◆ Given instruction ◆
Reproduce every line of the records below, replacing each occurrence of "Track-and-sign request" with "Point-marking request" and leaving everything else unchanged.

◆ Recorded information ◆
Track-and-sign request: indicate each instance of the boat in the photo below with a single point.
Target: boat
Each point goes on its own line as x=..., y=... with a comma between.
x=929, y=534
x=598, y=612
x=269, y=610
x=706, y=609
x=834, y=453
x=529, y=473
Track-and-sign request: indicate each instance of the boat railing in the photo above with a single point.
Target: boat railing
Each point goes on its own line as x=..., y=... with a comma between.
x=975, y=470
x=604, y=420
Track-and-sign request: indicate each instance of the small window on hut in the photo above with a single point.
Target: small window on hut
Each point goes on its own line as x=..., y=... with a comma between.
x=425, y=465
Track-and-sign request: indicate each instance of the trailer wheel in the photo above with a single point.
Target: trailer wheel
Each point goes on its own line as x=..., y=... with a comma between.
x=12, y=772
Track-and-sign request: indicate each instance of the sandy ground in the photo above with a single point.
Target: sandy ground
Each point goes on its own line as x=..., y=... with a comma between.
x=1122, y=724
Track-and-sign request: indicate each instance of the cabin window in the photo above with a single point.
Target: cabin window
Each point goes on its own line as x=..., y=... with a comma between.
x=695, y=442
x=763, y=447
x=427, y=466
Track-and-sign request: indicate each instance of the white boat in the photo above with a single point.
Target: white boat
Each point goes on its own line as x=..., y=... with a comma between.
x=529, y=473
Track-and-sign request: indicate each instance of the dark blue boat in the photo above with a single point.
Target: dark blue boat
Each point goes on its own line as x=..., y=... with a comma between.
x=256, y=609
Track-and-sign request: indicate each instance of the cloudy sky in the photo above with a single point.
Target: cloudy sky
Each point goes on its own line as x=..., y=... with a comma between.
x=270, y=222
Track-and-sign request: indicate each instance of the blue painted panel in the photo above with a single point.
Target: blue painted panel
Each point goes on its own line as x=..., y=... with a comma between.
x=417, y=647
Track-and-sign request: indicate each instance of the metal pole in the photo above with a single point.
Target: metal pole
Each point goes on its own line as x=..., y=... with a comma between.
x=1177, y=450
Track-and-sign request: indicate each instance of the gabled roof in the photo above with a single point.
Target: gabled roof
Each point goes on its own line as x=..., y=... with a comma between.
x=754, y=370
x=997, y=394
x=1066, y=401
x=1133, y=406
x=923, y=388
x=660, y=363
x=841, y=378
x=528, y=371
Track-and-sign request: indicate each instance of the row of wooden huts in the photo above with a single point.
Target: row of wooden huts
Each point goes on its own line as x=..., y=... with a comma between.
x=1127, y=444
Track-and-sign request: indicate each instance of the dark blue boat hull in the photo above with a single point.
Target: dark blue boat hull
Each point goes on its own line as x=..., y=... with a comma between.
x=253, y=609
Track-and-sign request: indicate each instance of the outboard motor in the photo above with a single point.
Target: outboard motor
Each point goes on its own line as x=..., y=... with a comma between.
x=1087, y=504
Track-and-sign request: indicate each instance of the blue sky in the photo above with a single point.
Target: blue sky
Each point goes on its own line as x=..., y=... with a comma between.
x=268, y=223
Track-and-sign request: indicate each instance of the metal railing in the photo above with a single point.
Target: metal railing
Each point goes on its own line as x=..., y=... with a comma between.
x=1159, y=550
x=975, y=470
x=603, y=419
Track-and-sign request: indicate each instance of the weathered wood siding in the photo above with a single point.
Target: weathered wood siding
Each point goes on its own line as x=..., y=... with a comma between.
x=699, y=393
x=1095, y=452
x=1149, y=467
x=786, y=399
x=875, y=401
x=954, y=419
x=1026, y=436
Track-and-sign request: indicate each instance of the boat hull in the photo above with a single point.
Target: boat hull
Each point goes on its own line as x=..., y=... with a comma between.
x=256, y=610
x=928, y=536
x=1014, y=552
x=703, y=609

◆ Result of the task ◆
Point-marking request: indicate each instance of the boat in the photo below with a single point.
Target: boat
Each point goes on its own line as x=..., y=... with a comma between.
x=929, y=534
x=598, y=612
x=269, y=610
x=706, y=609
x=834, y=453
x=529, y=473
Point-marking request: indicate each instance of the boat railing in the photo above with a single point.
Target: boat railing
Each point goes on its own line as x=..., y=... with a comma between.
x=975, y=470
x=604, y=420
Point-marking request: indicate each instance of the small window on hut in the photo above with a single point.
Target: small window on hut
Each point goes on its own line as x=..., y=... with a comma between.
x=425, y=465
Point-marking request: indicate each instance of the trailer wheel in the photo above with a single point.
Target: trailer wheel
Each point goes on its own line as x=..., y=... with a comma between.
x=12, y=772
Point-marking request: indicate each instance of the sandy ground in the photo above with a single point.
Target: sandy ground
Each point goes on its own line as x=..., y=... with a comma between.
x=1122, y=724
Point-marking request: indicate each instance of the cabin window in the photo above with a single point.
Target: cabin window
Each point goes on its own line as x=..., y=... with a comma between.
x=695, y=442
x=763, y=447
x=427, y=466
Point-marking request: indicate each instance of the white boat in the photo above with a single point.
Target: white boat
Each point goes on its own line as x=..., y=... with a comma between.
x=529, y=473
Point-marking request: indicate each instance of the dark blue boat in the photo above with a single point.
Target: dark blue boat
Each point goes on its own line as x=..., y=... with a comma between.
x=256, y=609
Point-marking request: indicate each instance of the cloudy sky in the photo above with a single point.
Target: cloudy sky
Each point goes on its own line as x=..., y=... with a comma between.
x=270, y=222
Point-marking request: indicate each instance of the blue painted panel in the photo above with a single point.
Target: blue painted panel
Each point goes on its own line as x=..., y=... with a comma between.
x=417, y=647
Point-marking request: indicate each instance of the metal pole in the photo above with a single point.
Target: metal pole
Each point goes on its own line as x=..., y=... with a comma between.
x=1177, y=450
Point-marking request: indicate each instance of the gabled roof in the photo above with a single point.
Target: gabled roof
Each point goes on its own line as x=..., y=... with a comma between.
x=754, y=370
x=997, y=394
x=1066, y=401
x=1133, y=406
x=923, y=388
x=660, y=363
x=841, y=378
x=528, y=371
Point-marking request: indicate each instance of the row of wooden huts in the photo above with a single point.
Target: row of wooden huts
Each point goes on its own line as x=..., y=... with a comma between.
x=1127, y=444
Point-marking request: indicate each instance of the dark blue boat hull in the photo above with a single point.
Target: dark blue boat hull
Each point goes on its own line as x=..., y=... with a comma between.
x=253, y=609
Point-marking request: indicate each instance of the outboard motor in the photo above with a single point.
Target: outboard motor
Each point goes on its own line as x=..., y=... with a comma between.
x=1087, y=504
Point-marking request: indicate each instance of the blue sky in the photo above with a single point.
Target: blue sky
Each point goes on its own line as x=..., y=... with a comma between.
x=268, y=223
Point-marking request: indicate each instance of the metal railing in the photo above with a single point.
Target: metal railing
Each point goes on its own line as x=..., y=... with a comma between.
x=1159, y=550
x=975, y=470
x=603, y=419
Point-marking request: indicate each instance of the weathered wood siding in the photo above with a single point.
Target: weathered wood siding
Each point goes on its own line as x=..., y=... with a comma between.
x=699, y=393
x=1095, y=452
x=1149, y=467
x=786, y=399
x=875, y=401
x=954, y=419
x=1026, y=436
Point-marking request: indicate each instance of the boat hull in the photo above with a single point.
Target: boat hull
Each point goes on its own line as x=..., y=... with a comma between.
x=256, y=610
x=928, y=536
x=1014, y=552
x=703, y=609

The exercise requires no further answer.